TASK BRIEF
Transcribe, word for word, the line containing "# test: pointer marks the golf" and each line following it through the end of the listing below. Omit all other lines.

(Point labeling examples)
=======
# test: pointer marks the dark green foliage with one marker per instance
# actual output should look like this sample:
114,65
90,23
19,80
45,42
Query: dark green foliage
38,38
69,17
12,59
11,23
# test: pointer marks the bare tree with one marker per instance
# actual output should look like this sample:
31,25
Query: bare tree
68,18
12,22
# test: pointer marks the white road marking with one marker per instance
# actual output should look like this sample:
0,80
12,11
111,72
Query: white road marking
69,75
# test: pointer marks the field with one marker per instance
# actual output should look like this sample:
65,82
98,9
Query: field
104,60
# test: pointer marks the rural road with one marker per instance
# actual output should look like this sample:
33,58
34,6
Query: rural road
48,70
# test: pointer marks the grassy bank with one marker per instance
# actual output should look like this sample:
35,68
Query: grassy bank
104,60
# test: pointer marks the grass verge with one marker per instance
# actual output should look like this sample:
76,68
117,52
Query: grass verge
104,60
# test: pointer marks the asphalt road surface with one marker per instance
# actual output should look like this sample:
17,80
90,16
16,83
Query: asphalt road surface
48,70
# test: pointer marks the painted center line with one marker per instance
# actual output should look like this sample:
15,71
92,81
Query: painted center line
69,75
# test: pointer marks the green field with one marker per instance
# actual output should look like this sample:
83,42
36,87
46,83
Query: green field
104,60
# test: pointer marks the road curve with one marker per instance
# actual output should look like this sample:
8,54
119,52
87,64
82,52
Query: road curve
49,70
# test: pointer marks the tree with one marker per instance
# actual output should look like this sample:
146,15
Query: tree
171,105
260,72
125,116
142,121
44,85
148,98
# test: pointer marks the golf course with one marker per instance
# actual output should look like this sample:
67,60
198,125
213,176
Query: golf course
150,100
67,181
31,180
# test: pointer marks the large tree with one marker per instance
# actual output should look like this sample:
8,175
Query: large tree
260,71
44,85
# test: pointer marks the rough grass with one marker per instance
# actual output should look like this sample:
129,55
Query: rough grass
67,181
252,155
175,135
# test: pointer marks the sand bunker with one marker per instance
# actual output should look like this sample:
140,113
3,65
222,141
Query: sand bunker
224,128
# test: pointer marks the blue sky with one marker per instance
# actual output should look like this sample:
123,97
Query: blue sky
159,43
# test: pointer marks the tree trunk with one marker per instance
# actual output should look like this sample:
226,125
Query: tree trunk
=======
THE OUTPUT
# test: pointer marks the golf course with one marker per instance
# actual output should look like this sample:
67,60
198,125
213,176
Query: golf course
150,100
67,181
31,180
# test: pointer marks the large tree with one marker per instance
# actual output should look like this sample:
8,175
Query: large tree
260,71
44,85
# test: pointer marks the rough grass with one marker per instance
# actual output should look like this sample:
129,55
Query: rough grass
67,181
252,155
175,135
# test: pointer marks the sand bunker with one marker per instance
# actual output should look like this sample:
140,113
3,65
222,141
Query: sand bunker
224,128
# test: pointer marks the blue sky with one marker per instance
# actual output should look like this sample:
123,97
Query: blue sky
159,43
# test: pointer marks the tree trunk with one marker per instance
# actual output should look like this sample:
226,125
Query: tree trunk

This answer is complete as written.